_Приведённый текст_.

....

Зато в педагогических уставах и рассуждениях Бецкого впервые у нас если не высказывается, то с такою настойчивостью проводится правило, за которое одно отпустится ему тысяча его педагогических грехов, логических промахов и психологических недосмотров: это – требование, чтобы воспитатели относились к детям «с кротостию, учтивством и любовию», всегда хранили при них веселый вид и в них поддерживали «бодрый дух и веселый нрав». Где этого нет, там теперь не может быть никакой педагогии, никакой школы, а есть только казарма для малолетних преступников.

Таковы выводы, какие умею я извлечь из описанных воспитательных опытов; выводы более глубокие подскажут вам ваша опытность и ваша любовь к детям. Но каковы бы ни были наши педагогические опыты и наблюдения, мы не откажемся от сейчас указанного правила Бецкого: материнское чувство поддержит его даже тогда, когда в нем поколеблется отцовская мысль. В Домострое священника Сильвестра есть очень сильное место, где наставник убеждает детей покоить родителей в старости, не забывать труда отцова и матернего, помнить, что они никогда и ничем не сумеют заплатить своего детского долга, потому что не могут родить своих родителей, никогда не испытают для них тех болей, какими они болели за своих детей. Современные отцы и матери едва ли потребуют уплаты долга со своих детей в таких выражениях; но, по крайней мере, за мать теперь можно сказать современным детям: она готова была умереть за вас, прежде чем вы рождались; вы обязаны жить для нее, пока она жива…

Воспоминание о H.И. Новикове и его времени

Полтораста лет прошло от рождения Н.И. Новикова, и идет 77-й год со дня его смерти. Теперь осталось очень мало людей, которые могли бы его лично знать и помнить. Мы можем только вспоминать о нем. Таким воспоминанием позвольте на несколько минут занять ваше благосклонное внимание. Ничего не скажу ни нового, ни даже цельного, а только из общеизвестного о Новикове напомню то, чем особенно можно и должно помянуть его.

Н.И. Новиков, собственно, не писатель, не ученый и даже не особенно образованный человек в духе своего времени, по крайней мере, сам он не признавал себя ни тем, ни другим, ни этим, хотя он и писал, даже хорошо писал, и издал много ценного научного материала, и своею деятельностью много лет привлекал к себе сочувственное и почтительное внимание всего образованного русского общества. Настоящим своим делом он считал издательство; на типографию и книжную лавку положил он лучшие силы своего ума и сердца. Типография, книжная лавка – это не просвещение, а только его орудия. Но именно как издатель и книгопродавец Новиков сослужил русскому просвещению большую службу, своеобразную и неповторенную. Нам теперь трудно представить себе типографскую и книгопродавческую деятельность, которою можно было бы сослужить такую службу. Правда, и в наше время нелегкое и немаловажное дело дать в руки простому читателю, не любителю и не ученому, полезную и приятную книгу, попасть во вкус и потребности грамотного общества, в малограмотные времена Новикова это было во много раз труднее и важнее, чем теперь. Но Новиков по-своему понимал задачи печатного станка и повел свое дело так, что в его лице русский издатель и книгопродавец стал общественною, народно-просветительною силой, и постигшая Новикова катастрофа произвела на русское образованно? общество такое потрясающее впечатление, какого, кажется, не производило падение ни одной из многочисленных «случайных» звезд, появлявшихся на русском великосветском небосклоне прошлого века.

....

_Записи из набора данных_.
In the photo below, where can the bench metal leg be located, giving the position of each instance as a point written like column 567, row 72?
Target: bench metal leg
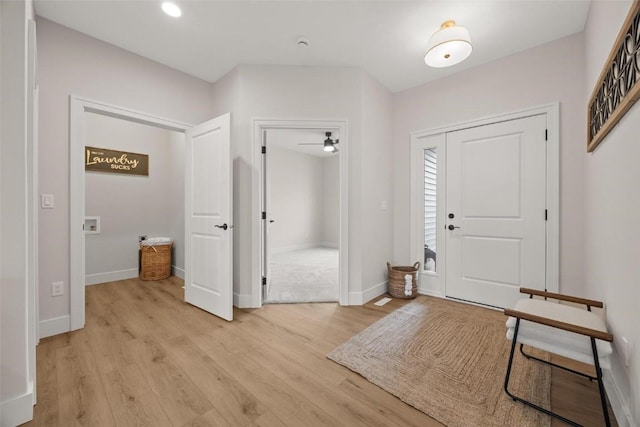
column 540, row 408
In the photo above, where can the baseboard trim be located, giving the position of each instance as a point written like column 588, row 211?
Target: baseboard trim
column 295, row 247
column 18, row 410
column 619, row 406
column 55, row 326
column 430, row 293
column 178, row 272
column 243, row 300
column 110, row 276
column 361, row 298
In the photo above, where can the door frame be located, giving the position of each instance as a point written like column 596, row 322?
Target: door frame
column 79, row 106
column 259, row 127
column 552, row 112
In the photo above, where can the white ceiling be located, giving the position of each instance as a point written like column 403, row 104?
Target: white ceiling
column 385, row 38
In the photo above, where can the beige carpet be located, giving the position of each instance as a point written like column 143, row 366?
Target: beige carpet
column 448, row 360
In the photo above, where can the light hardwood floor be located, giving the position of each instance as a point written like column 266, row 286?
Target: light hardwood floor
column 145, row 358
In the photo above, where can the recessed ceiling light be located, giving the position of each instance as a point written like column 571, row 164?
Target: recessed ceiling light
column 302, row 42
column 171, row 9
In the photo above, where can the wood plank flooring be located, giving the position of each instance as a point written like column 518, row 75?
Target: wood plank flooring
column 145, row 358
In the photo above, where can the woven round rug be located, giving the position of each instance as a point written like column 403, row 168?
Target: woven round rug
column 449, row 360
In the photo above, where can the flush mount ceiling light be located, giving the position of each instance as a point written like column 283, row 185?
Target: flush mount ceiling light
column 171, row 9
column 450, row 45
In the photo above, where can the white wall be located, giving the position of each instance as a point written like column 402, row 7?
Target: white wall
column 132, row 205
column 611, row 210
column 73, row 63
column 176, row 195
column 331, row 201
column 17, row 308
column 376, row 192
column 296, row 202
column 542, row 75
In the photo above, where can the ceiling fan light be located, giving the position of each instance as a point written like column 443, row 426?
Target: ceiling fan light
column 448, row 46
column 328, row 146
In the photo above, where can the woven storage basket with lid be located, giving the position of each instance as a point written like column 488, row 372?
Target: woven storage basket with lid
column 398, row 283
column 155, row 258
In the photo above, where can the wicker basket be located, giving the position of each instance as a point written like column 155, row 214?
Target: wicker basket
column 155, row 261
column 397, row 280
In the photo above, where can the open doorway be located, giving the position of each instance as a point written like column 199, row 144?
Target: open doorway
column 311, row 135
column 208, row 197
column 302, row 224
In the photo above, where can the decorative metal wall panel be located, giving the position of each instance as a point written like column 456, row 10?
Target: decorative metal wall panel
column 618, row 87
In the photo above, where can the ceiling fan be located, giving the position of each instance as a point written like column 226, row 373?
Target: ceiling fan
column 329, row 145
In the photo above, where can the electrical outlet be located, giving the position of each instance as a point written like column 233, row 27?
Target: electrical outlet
column 626, row 351
column 57, row 289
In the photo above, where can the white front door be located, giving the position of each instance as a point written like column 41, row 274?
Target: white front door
column 495, row 211
column 208, row 218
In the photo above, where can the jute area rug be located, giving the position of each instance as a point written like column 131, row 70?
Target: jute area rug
column 448, row 360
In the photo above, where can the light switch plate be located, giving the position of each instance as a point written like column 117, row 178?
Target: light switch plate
column 46, row 201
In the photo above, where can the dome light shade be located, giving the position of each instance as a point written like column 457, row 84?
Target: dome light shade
column 171, row 9
column 450, row 45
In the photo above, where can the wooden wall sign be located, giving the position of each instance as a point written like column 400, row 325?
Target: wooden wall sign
column 618, row 86
column 114, row 161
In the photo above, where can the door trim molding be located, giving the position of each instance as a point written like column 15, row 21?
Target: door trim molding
column 552, row 112
column 78, row 106
column 259, row 125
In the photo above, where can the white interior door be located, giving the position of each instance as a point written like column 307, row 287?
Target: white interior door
column 268, row 221
column 495, row 225
column 208, row 216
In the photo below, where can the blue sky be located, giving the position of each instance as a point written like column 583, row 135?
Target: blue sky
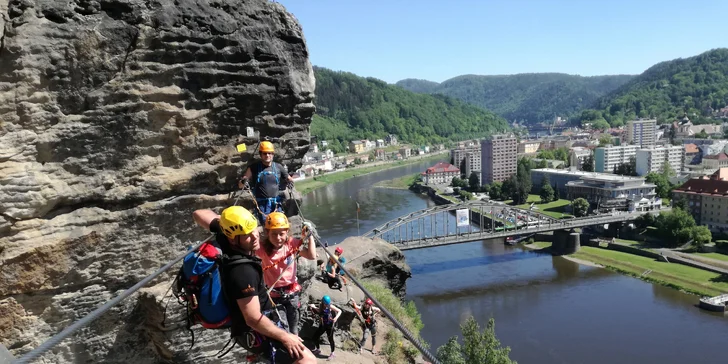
column 437, row 40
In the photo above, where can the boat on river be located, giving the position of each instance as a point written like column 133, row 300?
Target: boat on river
column 715, row 304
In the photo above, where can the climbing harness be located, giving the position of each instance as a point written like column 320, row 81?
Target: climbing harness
column 69, row 330
column 426, row 353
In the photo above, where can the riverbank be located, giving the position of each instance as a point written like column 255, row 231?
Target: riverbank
column 317, row 182
column 401, row 183
column 681, row 277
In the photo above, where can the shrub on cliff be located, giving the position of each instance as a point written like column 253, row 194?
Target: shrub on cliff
column 478, row 347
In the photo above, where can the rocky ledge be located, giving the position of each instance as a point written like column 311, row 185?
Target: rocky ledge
column 149, row 327
column 118, row 118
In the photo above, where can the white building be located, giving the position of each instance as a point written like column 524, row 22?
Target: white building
column 606, row 158
column 440, row 173
column 641, row 132
column 467, row 157
column 577, row 156
column 654, row 159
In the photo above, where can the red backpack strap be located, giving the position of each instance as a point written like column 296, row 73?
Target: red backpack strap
column 281, row 259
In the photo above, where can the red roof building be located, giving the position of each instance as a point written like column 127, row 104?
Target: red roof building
column 707, row 199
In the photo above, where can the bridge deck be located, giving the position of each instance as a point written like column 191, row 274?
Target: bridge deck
column 486, row 234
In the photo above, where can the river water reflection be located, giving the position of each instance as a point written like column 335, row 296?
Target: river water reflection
column 547, row 309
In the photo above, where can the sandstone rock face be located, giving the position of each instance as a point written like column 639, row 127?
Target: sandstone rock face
column 118, row 118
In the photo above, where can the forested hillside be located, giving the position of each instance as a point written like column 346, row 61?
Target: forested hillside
column 527, row 97
column 668, row 90
column 350, row 107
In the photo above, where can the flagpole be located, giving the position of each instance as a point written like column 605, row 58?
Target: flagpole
column 357, row 219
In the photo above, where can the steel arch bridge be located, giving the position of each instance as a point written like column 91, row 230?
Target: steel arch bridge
column 436, row 226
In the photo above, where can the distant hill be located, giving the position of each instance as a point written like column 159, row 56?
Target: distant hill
column 350, row 107
column 526, row 97
column 668, row 90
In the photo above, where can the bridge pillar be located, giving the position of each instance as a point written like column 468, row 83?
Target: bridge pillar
column 573, row 243
column 565, row 242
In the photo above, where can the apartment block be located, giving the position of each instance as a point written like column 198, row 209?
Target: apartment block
column 609, row 192
column 467, row 158
column 577, row 156
column 707, row 199
column 606, row 158
column 642, row 132
column 498, row 158
column 528, row 147
column 654, row 159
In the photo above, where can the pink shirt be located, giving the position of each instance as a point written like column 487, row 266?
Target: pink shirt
column 271, row 274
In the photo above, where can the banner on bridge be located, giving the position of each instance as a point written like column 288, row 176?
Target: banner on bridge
column 463, row 217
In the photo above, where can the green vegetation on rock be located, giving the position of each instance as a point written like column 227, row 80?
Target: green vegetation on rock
column 397, row 349
column 479, row 347
column 527, row 97
column 668, row 90
column 349, row 107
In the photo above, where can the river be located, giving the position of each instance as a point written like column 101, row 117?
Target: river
column 547, row 309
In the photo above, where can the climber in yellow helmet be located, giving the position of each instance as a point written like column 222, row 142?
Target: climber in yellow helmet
column 278, row 254
column 256, row 325
column 267, row 179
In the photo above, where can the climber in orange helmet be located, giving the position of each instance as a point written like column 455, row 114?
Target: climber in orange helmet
column 267, row 178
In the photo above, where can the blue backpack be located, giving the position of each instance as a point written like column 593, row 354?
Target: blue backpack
column 199, row 286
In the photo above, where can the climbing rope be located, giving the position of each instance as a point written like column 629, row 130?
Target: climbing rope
column 426, row 353
column 53, row 341
column 56, row 339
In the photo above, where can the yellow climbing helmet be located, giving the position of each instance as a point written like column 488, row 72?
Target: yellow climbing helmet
column 237, row 220
column 266, row 147
column 276, row 220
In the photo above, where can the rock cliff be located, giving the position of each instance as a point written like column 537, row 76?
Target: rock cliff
column 118, row 118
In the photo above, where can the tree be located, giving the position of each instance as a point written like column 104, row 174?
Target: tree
column 580, row 207
column 627, row 169
column 701, row 236
column 509, row 187
column 588, row 164
column 478, row 347
column 523, row 184
column 474, row 181
column 496, row 191
column 547, row 192
column 667, row 171
column 676, row 227
column 663, row 186
column 680, row 203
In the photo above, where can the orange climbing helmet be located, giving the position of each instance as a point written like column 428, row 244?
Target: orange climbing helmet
column 266, row 147
column 276, row 220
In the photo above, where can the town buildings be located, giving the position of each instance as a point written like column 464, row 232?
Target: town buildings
column 606, row 158
column 707, row 199
column 467, row 158
column 441, row 173
column 641, row 132
column 498, row 158
column 655, row 159
column 609, row 192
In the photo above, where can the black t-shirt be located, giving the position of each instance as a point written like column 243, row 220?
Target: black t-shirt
column 263, row 180
column 240, row 280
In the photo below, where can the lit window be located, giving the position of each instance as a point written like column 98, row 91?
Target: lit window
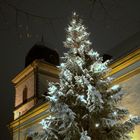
column 25, row 90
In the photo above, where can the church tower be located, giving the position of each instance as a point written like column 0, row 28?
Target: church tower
column 30, row 84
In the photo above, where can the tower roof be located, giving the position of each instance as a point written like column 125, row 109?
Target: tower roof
column 41, row 52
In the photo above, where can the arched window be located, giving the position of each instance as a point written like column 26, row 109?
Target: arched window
column 25, row 91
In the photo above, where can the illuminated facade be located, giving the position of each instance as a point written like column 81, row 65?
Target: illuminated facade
column 32, row 82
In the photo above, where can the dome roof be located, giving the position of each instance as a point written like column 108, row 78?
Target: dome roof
column 41, row 52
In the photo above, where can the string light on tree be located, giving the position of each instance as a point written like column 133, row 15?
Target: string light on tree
column 97, row 125
column 85, row 94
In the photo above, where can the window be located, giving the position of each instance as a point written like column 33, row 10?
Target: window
column 25, row 91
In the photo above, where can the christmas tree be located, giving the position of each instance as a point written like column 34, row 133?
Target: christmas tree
column 84, row 105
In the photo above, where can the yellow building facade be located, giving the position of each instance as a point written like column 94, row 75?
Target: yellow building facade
column 32, row 82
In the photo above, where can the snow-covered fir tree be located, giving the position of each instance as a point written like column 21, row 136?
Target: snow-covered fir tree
column 84, row 105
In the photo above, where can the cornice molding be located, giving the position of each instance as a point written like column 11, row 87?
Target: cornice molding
column 36, row 64
column 29, row 115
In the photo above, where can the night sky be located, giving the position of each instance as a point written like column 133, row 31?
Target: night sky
column 23, row 23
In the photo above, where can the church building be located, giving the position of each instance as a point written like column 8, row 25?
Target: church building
column 40, row 68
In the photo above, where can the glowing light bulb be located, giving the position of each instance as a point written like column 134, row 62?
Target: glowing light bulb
column 115, row 113
column 97, row 125
column 74, row 13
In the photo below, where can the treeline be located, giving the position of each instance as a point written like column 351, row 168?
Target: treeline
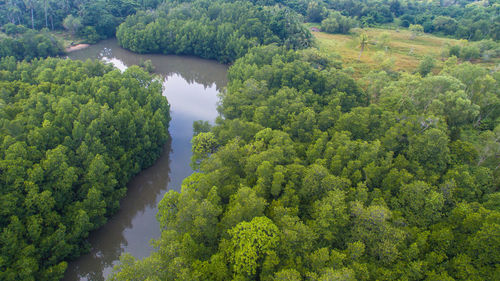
column 212, row 29
column 91, row 19
column 461, row 19
column 72, row 134
column 23, row 43
column 312, row 175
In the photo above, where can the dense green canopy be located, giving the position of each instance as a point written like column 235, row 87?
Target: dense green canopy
column 72, row 134
column 212, row 29
column 305, row 179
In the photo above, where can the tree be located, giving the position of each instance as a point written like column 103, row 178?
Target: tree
column 363, row 43
column 426, row 66
column 416, row 30
column 72, row 24
column 250, row 243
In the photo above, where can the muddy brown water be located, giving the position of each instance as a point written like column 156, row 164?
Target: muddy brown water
column 191, row 86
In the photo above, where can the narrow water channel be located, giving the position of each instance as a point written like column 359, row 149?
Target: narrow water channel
column 191, row 86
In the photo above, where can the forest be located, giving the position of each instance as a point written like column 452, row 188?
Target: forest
column 312, row 175
column 312, row 171
column 72, row 134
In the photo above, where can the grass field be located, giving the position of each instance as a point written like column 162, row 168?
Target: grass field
column 387, row 49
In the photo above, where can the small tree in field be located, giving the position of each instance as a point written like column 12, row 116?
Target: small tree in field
column 416, row 30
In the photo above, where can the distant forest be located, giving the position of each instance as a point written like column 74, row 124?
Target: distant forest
column 312, row 172
column 98, row 19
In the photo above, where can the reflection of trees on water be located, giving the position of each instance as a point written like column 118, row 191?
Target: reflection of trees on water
column 107, row 242
column 192, row 69
column 147, row 188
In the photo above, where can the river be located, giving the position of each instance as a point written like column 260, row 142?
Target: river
column 191, row 86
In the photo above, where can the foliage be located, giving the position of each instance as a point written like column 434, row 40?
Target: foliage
column 103, row 16
column 29, row 45
column 72, row 135
column 214, row 30
column 337, row 23
column 309, row 180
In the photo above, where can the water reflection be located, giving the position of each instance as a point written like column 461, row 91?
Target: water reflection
column 191, row 86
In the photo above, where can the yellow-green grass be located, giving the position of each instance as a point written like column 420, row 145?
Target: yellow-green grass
column 404, row 51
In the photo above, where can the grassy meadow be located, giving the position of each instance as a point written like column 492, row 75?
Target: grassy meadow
column 397, row 50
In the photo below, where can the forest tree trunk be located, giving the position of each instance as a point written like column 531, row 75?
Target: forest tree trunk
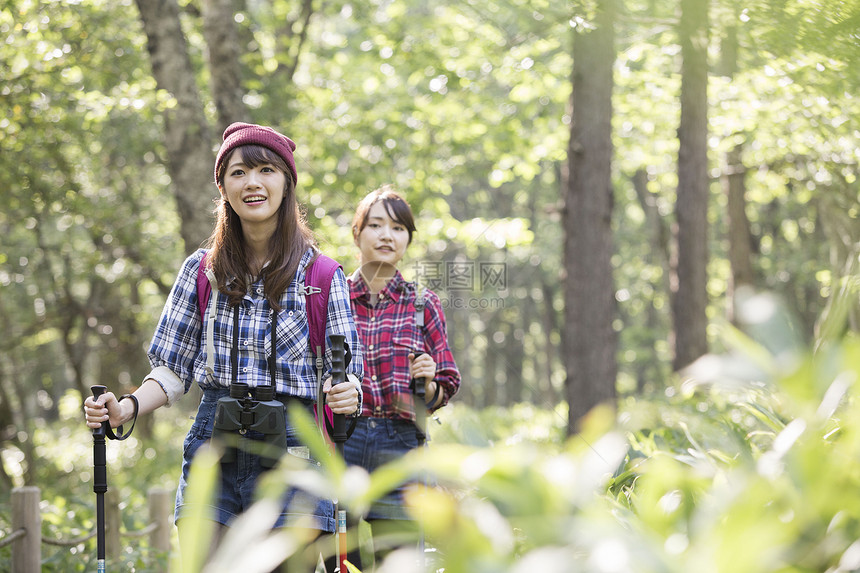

....

_Что сделать_.
Выпишите дословно из приведённого текста выше отрывок от «Зато в педагогических» до «для малолетних преступников.» включительно.

_Ответ на задание_.
Зато в педагогических уставах и рассуждениях Бецкого впервые у нас если не высказывается, то с такою настойчивостью проводится правило, за которое одно отпустится ему тысяча его педагогических грехов, логических промахов и психологических недосмотров: это – требование, чтобы воспитатели относились к детям «с кротостию, учтивством и любовию», всегда хранили при них веселый вид и в них поддерживали «бодрый дух и веселый нрав». Где этого нет, там теперь не может быть никакой педагогии, никакой школы, а есть только казарма для малолетних преступников.